**What you should do**
Please find each row below that contains the word "barrier", and copy those rows in full.

**Task material**
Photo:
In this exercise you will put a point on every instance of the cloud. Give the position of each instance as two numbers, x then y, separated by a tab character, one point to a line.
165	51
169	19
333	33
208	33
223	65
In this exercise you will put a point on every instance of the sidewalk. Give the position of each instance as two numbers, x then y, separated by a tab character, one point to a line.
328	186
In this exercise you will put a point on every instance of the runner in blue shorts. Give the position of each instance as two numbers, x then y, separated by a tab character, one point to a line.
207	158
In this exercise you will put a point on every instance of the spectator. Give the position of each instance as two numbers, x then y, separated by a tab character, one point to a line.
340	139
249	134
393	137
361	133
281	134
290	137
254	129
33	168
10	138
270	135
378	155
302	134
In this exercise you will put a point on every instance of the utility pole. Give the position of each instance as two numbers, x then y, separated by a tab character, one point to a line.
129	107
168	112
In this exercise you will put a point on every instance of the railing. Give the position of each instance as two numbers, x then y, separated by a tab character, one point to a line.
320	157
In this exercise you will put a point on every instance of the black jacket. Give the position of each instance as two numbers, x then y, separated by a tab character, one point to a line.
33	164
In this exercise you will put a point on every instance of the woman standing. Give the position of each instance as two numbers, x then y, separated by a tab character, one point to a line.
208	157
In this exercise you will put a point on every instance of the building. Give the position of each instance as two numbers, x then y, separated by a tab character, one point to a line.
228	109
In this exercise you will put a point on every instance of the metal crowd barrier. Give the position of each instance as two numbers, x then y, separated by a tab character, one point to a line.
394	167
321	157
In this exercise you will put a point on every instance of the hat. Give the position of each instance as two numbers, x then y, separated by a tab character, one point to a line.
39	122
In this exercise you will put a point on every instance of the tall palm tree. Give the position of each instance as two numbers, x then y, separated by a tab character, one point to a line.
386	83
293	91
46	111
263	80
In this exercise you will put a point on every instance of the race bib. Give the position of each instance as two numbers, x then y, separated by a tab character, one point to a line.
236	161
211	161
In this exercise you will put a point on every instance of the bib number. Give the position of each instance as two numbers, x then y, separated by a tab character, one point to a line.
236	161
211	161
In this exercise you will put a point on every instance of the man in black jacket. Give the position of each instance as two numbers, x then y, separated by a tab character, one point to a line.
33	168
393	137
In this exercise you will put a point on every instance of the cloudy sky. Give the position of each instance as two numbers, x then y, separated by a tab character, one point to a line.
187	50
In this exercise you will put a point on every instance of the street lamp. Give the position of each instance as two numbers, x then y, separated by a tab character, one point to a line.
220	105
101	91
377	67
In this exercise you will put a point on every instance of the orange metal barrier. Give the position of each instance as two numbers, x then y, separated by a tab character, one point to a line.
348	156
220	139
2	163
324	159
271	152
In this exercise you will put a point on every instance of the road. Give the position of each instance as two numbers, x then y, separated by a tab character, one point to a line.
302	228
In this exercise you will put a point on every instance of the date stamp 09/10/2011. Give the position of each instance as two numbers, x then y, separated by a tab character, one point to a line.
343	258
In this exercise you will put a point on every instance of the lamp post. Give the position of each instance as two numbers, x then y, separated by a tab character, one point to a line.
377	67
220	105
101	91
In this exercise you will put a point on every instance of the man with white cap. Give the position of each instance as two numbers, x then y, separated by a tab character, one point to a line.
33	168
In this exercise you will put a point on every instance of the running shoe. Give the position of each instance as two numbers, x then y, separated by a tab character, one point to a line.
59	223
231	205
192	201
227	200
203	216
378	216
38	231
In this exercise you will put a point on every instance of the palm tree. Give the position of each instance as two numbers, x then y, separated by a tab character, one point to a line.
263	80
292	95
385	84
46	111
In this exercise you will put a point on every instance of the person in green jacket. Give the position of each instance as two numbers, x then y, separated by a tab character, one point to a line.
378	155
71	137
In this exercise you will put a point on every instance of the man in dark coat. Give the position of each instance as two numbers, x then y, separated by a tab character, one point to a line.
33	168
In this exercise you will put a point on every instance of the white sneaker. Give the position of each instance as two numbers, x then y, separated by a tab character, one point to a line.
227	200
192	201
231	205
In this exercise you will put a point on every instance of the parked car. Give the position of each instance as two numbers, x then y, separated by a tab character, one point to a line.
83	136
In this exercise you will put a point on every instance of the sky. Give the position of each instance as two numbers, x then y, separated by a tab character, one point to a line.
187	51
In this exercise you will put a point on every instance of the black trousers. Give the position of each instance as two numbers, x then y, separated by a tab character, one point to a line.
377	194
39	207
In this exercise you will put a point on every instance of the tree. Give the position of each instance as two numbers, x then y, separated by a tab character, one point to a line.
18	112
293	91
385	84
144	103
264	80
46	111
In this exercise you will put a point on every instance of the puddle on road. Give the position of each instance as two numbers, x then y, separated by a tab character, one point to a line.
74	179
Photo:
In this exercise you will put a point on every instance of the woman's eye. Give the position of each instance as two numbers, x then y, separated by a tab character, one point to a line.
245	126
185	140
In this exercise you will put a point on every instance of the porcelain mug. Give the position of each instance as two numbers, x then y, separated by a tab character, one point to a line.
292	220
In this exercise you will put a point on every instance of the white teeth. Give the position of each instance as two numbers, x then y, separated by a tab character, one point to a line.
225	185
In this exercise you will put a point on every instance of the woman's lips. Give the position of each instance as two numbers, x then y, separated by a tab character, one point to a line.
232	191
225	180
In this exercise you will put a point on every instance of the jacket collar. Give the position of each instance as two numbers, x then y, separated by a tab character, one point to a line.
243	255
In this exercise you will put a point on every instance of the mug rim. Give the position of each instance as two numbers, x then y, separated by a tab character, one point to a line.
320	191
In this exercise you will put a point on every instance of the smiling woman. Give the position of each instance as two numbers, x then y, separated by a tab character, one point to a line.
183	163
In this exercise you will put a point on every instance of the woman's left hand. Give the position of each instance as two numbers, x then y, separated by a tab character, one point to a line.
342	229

...

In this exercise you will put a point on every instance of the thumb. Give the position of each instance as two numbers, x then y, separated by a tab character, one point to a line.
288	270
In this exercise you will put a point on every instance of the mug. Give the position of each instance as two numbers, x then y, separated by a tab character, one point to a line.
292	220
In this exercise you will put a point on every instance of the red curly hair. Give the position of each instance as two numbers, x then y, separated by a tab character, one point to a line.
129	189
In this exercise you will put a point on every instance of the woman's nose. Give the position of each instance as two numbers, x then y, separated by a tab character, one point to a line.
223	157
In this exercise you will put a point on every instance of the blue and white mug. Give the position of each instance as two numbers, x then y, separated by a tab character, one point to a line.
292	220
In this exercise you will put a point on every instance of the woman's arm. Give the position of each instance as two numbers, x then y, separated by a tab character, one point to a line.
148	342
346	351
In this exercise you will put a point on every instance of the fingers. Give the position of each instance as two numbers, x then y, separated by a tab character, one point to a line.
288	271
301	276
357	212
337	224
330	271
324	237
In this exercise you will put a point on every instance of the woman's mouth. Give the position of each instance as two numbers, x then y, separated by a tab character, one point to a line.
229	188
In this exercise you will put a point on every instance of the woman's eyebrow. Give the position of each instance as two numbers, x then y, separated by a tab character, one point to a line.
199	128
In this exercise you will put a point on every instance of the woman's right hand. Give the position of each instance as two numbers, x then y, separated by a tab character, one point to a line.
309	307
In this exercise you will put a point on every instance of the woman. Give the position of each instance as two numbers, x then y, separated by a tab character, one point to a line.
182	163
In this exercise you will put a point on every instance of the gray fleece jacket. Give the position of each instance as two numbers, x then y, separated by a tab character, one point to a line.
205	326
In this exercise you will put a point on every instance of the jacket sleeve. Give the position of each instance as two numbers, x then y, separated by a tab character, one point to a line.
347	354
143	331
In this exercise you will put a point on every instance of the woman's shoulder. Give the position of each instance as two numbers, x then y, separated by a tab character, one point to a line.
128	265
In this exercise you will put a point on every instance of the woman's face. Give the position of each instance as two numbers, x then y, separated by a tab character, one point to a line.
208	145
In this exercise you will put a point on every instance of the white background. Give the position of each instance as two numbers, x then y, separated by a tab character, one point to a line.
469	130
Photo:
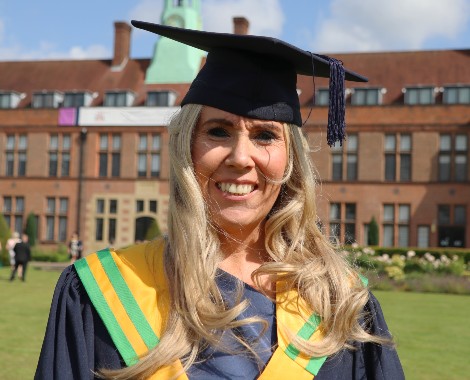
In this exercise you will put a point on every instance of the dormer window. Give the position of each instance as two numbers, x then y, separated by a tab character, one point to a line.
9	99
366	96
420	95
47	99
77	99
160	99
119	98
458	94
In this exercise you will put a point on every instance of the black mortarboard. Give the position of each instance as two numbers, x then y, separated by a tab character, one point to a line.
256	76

**Complete output**
In this exercise you will put a point on every instance of the metal crowd barrier. Give the position of each instance as two numbers, x then y, separated by a tab character, one point to a line.
In this exercise you will put a point on every instance of the orange metal barrier. Give the position of each instance as two numbers, x then y, separated by a tab character, one point to a line.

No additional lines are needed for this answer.